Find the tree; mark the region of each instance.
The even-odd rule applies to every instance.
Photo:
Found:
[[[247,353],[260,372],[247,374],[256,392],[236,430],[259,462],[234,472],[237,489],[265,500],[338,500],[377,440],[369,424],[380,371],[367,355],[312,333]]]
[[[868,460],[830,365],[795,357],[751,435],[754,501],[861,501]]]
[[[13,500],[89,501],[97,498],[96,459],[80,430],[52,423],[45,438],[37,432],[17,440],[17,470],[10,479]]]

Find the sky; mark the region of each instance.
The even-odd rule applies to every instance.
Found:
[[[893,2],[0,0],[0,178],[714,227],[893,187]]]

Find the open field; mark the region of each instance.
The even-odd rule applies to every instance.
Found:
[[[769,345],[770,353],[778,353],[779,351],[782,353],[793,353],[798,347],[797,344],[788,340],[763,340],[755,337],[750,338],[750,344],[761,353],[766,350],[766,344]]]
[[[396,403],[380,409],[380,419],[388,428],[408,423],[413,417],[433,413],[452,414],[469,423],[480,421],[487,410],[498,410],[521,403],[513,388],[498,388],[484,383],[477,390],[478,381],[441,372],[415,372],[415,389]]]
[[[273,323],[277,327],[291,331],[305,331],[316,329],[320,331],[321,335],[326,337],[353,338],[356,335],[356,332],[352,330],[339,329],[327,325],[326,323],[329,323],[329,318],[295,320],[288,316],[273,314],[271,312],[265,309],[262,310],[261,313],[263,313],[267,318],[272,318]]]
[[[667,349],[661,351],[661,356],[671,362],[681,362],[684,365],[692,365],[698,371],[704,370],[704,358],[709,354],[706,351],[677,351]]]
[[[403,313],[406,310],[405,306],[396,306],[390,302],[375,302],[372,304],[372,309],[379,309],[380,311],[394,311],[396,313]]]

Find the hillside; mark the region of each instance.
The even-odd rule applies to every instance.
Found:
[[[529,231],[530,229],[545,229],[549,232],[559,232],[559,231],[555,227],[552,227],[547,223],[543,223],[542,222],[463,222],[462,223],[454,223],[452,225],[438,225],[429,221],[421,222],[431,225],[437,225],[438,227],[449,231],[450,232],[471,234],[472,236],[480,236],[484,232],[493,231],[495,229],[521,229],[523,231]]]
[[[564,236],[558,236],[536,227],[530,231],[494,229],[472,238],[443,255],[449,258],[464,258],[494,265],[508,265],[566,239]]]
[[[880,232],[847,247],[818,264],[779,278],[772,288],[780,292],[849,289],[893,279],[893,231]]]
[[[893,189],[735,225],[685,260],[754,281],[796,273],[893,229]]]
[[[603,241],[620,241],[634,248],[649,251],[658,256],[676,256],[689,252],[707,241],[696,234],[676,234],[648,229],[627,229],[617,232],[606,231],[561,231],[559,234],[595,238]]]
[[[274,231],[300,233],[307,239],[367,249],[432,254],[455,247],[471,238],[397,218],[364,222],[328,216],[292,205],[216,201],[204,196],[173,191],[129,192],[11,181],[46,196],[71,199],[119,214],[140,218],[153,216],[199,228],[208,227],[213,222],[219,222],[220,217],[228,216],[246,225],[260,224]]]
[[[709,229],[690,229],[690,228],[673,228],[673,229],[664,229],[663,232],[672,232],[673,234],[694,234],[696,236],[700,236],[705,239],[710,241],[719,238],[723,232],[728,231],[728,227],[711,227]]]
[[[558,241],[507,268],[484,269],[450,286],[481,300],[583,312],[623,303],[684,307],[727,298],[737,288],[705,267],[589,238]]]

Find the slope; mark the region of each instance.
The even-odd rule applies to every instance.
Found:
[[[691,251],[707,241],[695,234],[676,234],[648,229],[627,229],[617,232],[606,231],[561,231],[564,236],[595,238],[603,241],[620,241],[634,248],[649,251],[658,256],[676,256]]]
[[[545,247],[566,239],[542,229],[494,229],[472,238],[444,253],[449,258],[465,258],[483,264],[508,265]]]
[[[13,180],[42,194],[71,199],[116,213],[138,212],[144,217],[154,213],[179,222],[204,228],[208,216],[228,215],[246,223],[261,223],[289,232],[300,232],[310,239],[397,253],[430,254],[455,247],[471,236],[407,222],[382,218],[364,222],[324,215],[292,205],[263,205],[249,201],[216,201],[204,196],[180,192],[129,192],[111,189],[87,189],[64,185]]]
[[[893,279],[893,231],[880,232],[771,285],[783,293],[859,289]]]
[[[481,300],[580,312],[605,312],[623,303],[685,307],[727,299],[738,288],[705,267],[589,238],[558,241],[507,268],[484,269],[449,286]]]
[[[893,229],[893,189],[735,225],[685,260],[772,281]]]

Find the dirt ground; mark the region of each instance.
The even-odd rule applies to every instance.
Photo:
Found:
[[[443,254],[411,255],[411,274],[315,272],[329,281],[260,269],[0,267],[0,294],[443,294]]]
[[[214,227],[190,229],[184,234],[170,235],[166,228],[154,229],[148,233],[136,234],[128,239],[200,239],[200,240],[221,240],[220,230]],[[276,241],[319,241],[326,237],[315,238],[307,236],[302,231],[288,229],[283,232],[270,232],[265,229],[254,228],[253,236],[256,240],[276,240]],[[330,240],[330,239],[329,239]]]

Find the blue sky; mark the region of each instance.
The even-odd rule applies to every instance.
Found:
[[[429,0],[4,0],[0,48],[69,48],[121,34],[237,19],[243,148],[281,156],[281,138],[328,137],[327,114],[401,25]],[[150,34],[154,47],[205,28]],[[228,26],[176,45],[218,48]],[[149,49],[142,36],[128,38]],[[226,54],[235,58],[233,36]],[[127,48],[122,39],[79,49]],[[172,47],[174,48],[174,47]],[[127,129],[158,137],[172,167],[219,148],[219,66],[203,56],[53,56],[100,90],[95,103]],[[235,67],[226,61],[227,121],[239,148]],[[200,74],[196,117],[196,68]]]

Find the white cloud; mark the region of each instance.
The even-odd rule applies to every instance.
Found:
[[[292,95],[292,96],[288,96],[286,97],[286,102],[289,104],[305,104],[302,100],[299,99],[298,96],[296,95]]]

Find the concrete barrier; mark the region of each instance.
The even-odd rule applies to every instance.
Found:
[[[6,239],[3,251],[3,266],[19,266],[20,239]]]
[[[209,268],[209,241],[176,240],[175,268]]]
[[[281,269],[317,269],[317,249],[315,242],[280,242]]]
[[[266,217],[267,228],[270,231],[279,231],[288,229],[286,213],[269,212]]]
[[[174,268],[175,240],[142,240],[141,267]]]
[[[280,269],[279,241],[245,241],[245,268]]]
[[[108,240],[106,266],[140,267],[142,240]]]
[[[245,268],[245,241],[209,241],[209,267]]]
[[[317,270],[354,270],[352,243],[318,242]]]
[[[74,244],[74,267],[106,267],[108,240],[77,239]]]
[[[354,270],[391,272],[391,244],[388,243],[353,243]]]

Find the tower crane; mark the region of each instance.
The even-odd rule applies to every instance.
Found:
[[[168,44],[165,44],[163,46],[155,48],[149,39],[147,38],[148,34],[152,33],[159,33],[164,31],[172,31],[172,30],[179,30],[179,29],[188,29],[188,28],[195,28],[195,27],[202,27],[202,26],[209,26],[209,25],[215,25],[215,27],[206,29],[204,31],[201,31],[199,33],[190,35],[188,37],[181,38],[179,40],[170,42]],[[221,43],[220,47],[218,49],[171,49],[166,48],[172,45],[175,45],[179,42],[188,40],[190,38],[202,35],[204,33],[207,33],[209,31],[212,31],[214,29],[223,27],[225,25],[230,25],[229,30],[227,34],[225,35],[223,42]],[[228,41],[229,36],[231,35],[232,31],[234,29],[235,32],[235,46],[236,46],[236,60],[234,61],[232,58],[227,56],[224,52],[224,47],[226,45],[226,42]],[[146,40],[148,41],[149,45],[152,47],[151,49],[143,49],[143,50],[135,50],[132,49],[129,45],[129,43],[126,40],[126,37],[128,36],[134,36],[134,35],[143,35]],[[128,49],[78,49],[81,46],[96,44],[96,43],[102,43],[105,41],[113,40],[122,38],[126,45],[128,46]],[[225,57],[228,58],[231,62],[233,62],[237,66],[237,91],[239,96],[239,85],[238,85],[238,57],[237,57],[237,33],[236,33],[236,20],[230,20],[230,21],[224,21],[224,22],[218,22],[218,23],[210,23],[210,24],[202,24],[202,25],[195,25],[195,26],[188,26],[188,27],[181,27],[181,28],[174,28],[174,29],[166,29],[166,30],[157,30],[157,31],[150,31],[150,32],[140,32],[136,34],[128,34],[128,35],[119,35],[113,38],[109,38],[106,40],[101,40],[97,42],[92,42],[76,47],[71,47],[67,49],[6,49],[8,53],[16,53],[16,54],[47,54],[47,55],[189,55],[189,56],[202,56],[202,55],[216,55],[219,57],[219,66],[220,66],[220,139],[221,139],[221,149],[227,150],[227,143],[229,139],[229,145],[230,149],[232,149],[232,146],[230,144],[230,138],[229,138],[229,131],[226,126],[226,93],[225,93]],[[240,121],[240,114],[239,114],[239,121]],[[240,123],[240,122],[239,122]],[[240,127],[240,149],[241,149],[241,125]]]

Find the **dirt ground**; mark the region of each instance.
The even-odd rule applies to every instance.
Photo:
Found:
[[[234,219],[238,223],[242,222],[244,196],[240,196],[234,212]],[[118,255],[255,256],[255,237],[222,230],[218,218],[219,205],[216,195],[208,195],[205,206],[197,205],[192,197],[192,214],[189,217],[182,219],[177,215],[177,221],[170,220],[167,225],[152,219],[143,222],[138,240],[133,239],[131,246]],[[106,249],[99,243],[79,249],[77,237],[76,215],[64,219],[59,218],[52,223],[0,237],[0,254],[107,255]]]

* WHAT YOU WILL DO: Write out the lines above, starting at the line that contains "Find the **dirt" and ending with the final line, and nothing else; copy them exactly.

* RESPONSE TO THE EXERCISE:
Find the **dirt ground**; mark the region of each instance.
The even-odd rule applies to every instance.
Photo:
Found:
[[[234,219],[238,223],[242,222],[244,196],[240,196],[234,212]],[[118,255],[255,256],[255,237],[222,230],[218,218],[219,205],[216,195],[208,195],[205,206],[197,205],[192,197],[192,214],[189,217],[182,219],[177,215],[177,221],[170,220],[167,225],[152,219],[143,222],[138,240],[133,239],[131,246]],[[106,249],[99,243],[79,249],[77,237],[76,215],[64,219],[59,218],[52,223],[0,237],[0,254],[107,255]]]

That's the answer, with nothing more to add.